Bu e-gazetenin adı, geçen yazbaşı Tempo24 idi. Orada bir Tırmık yayınlandı. O Tırmık’ta şöyle bir paragrafçık vardı:
“...bu yaz sol’da sıcak geçecek. Hem de çok sıcak. Eğer yaz güneşinden iyi yararlanılırsa sonbahara da hasat var...”
Yazı geceler ve gündüzler boyu tartışarak, sorarak, sorgulayarak, olmayanı var etmenin yollarını arayarak geçirenler için yaz sahiden pek sıcak geçti; çok ter döküldü
Tabii bütün yazı vantilatör önünde oturarak ya da klima aygıtının serinliğine sığınarak geçirenlerin bunlardan haberi olmadı. Olmadığı için –mesela- bana rastladıklarında “Hani yaz sıcak geçecekti” diye sordular. Hele birini iyi hatırlıyorum. Ben kıyıdaydım, o göğsüne kadar denizin içinde. Saçlarından serin sular süzülürken sordu:
- Abi yaz sıcak mıcak dedin ama ben farketmedim...
Ne diyebilirdim ki?
* * *
Yaz sahiden sıcak geçti. Şimdi ise Tempo24 Tırmık’ından aktardığım paragrafçığın son cümlesindeyiz:
“...Eğer yaz güneşinden iyi yararlanırsa sonbahara da hasat var..”
Hasat bereketli mi olacak?
Zor soru.
Çünkü kolları sıvayanların, yola düzülenlerin önlerine koydukları hedef zor ve iddialı.
Solun merkezini yeniden inşa girişiminden söz ediyorum. Şu darmadağın olmuş, bölünebileceği kadar bölünmüş, emekçiler, mağdurlar, ezilenler, ötekileştirilenler, etnik, dinsel, cinsel kimliğinden dolayı dışlanan, mağdur edilenler için bir çekim merkezi olamayan sol’u yeniden ayakları üstüne dikme girişimi...
**********
- **Verilen Görevler**
• a. Kaynak metne göre aşağıdaki soruları yanıtlayın:
(i) Bu e-gazetenin geçen yazbaşındaki adı neydi?
(ii) Yazar kıyıdayken ona soru soran kişi denizin içinde nereye kadar duruyordu?
(iii) Yazarın sözünü ettiği girişim neyi yeniden inşa etmeyi hedefliyor?
• b. Kaynak metnin "Ne diyebilirdim ki?" sözleriyle başlayıp "zor ve iddialı." sözleriyle biten bölümünü hiçbir değişiklik yapmadan yazın.

- **Kayıtlı Bilgiler**
**********
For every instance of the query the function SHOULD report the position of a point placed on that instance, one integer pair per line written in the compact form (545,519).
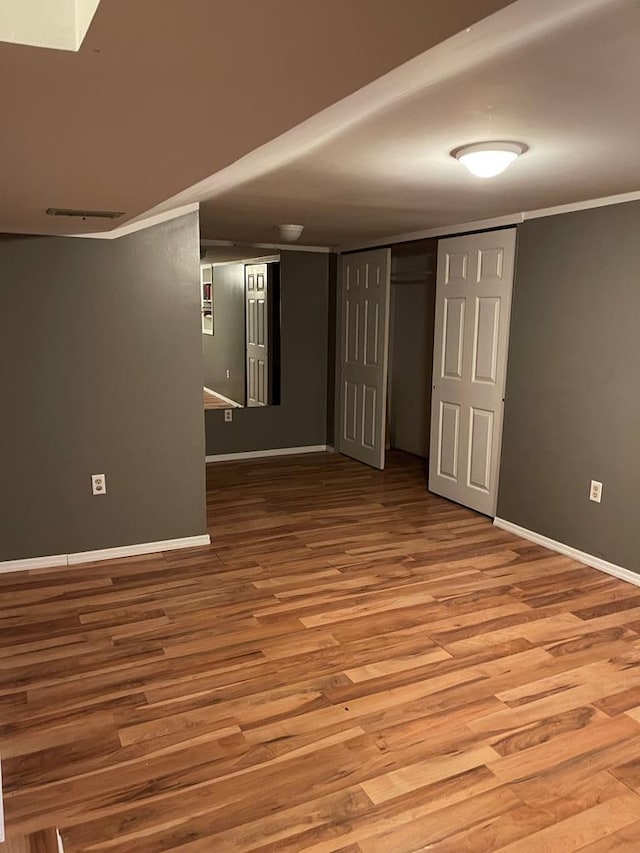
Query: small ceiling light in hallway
(488,159)
(290,233)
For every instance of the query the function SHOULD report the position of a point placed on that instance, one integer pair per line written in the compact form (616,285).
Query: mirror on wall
(240,306)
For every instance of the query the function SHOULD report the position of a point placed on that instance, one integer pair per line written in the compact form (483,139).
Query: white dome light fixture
(290,233)
(488,159)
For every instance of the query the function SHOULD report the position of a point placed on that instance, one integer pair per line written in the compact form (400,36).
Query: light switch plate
(98,484)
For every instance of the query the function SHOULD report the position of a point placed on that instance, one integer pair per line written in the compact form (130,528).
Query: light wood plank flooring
(354,665)
(211,400)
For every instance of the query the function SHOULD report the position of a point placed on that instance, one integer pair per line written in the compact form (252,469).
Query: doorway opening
(411,336)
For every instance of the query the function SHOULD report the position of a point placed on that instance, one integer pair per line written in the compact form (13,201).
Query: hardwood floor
(212,401)
(354,665)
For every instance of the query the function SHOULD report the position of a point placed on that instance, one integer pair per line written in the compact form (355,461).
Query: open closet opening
(411,336)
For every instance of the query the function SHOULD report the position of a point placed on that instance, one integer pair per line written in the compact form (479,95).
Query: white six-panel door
(473,308)
(364,338)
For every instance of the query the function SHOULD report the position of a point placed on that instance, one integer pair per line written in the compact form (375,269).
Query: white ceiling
(569,92)
(58,24)
(164,93)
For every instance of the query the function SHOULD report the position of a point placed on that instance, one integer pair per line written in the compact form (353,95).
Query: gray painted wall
(410,366)
(101,372)
(225,349)
(572,409)
(301,419)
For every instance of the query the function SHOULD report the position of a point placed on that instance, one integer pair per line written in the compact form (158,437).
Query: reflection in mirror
(240,302)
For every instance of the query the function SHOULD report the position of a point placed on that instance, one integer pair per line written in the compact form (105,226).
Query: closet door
(473,308)
(364,342)
(258,335)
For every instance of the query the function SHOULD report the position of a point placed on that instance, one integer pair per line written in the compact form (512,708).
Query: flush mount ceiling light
(488,159)
(290,233)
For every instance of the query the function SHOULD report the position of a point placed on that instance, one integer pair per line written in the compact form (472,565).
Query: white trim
(141,224)
(440,231)
(581,556)
(232,403)
(290,247)
(268,259)
(496,222)
(135,550)
(104,554)
(514,25)
(582,205)
(33,563)
(263,454)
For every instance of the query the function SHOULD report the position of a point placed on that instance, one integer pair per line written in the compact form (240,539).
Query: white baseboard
(568,551)
(136,550)
(261,454)
(232,403)
(103,554)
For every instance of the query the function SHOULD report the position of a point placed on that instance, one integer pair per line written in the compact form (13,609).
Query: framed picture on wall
(206,298)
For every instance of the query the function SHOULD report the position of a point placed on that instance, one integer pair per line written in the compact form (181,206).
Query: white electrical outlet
(595,492)
(98,484)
**********
- **Yanıtlar**
• a.
(i) E-gazetenin geçen yazbaşındaki adı Tempo24'tü.
(ii) O kişi göğsüne kadar denizin içindeydi.
(iii) Girişim, solun merkezini yeniden inşa etmeyi hedefliyor.

• b.
Ne diyebilirdim ki?
* * *
Yaz sahiden sıcak geçti. Şimdi ise Tempo24 Tırmık’ından aktardığım paragrafçığın son cümlesindeyiz:
“...Eğer yaz güneşinden iyi yararlanırsa sonbahara da hasat var..”
Hasat bereketli mi olacak?
Zor soru.
Çünkü kolları sıvayanların, yola düzülenlerin önlerine koydukları hedef zor ve iddialı.